2. Men's bodies aren't objectified the way woman's bodies are. They aren't policed the same way. They aren't controlled the same way. Nobody is invested in what I do to my body. Instead people are more interested in what my body is capable of. Is it strong enough? Is it fast enough? How co-ordinated is it? How much can I drink or eat? My body’s currency is never beauty. It's always function. And yet, my body will never be the standard of beauty or function. This fact will not stop it from being judged against these arbitary standards. This is something I'm still wrestling with.

My body’s currency is never beauty.
— Irving Chong

3. Growing up, my dad would always asked me how many other Asian kids were in the same room. He's didn’t ask because he only wanted me to be friends with other Asians. He asked so he knew that there were other people in the room who might not automatically ignore me. It took me awhile to understand, but there are some spaces in life where I will be invisible due to the colour of my skin. Some spaces where people will always see right through me unless I give them a reason to notice me. I'll have to consider, am I wearing the right clothes, do I have something to offer, anything to effectively mark my place in the room. I’m just starting to learn and research about what it means to be Asian Canadian. When people who look like me first immigrated to this continent under the Confederation, the government enacted the Chinese Exclusion Act and installed a head tax to prevent too many of us from destroying their vision of a white, heteropatriarchal society. I'm in the process of figuring out what it means to Asian-Canadian in a space where, historically, I was not wanted. My body is a living example of settler colonialism, occupying space on stolen land.

**GOALS:**
- a) Do these statements agree with the passage? Answer yes or no for each and quote the deciding words.
(i) The writer says the body's value lies in what it can do, not in how it looks.
(ii) The writer's dad asked about other Asian kids so the writer would be friends only with them.
(iii) The government put a head tax in place.
- b) Retype the passage between "2. Men's bodies" and "still wrestling with.", inclusive.
The entries that come after the passage are not needed for any of this work.

**PROVIDED RECORDS:**

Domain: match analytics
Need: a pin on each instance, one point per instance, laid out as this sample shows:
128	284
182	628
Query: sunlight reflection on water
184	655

---

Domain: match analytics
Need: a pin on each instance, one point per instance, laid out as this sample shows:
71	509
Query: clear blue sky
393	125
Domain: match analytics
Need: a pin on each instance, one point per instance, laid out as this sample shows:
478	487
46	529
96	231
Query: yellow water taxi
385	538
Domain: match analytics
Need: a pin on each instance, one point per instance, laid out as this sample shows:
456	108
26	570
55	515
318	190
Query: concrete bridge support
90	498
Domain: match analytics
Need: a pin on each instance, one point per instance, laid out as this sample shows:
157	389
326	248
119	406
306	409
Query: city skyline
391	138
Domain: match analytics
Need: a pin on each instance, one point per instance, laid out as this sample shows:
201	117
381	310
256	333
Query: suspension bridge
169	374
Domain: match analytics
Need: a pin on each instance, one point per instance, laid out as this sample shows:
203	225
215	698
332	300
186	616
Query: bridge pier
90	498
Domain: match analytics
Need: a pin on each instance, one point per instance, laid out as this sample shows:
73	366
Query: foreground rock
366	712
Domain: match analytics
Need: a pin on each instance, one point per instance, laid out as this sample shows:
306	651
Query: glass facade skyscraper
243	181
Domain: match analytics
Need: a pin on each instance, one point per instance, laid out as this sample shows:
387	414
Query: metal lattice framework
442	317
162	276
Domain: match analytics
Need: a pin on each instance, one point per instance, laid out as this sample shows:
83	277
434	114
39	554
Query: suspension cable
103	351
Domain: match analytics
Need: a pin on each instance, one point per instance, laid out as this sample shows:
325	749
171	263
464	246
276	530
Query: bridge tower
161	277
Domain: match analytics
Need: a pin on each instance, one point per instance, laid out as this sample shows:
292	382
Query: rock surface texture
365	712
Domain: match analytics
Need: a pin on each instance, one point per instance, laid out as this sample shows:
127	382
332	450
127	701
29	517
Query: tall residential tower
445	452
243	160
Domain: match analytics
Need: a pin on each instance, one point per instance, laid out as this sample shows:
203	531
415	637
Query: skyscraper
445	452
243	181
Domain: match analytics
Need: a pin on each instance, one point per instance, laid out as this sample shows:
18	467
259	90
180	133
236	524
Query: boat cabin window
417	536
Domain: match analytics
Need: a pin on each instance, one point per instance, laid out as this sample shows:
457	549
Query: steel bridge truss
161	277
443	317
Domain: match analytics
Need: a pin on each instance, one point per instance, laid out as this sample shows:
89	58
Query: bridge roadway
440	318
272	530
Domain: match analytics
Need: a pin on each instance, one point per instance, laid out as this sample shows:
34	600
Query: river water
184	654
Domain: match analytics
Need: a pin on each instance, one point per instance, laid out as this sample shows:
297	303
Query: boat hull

**SOLUTIONS BELOW:**
- a)
(i) Yes: "It's always function."
(ii) No: "He asked so he knew that there were other people in the room who might not automatically ignore me."
(iii) Yes: "the government enacted the Chinese Exclusion Act and installed a head tax"

- b)
2. Men's bodies aren't objectified the way woman's bodies are. They aren't policed the same way. They aren't controlled the same way. Nobody is invested in what I do to my body. Instead people are more interested in what my body is capable of. Is it strong enough? Is it fast enough? How co-ordinated is it? How much can I drink or eat? My body’s currency is never beauty. It's always function. And yet, my body will never be the standard of beauty or function. This fact will not stop it from being judged against these arbitary standards. This is something I'm still wrestling with.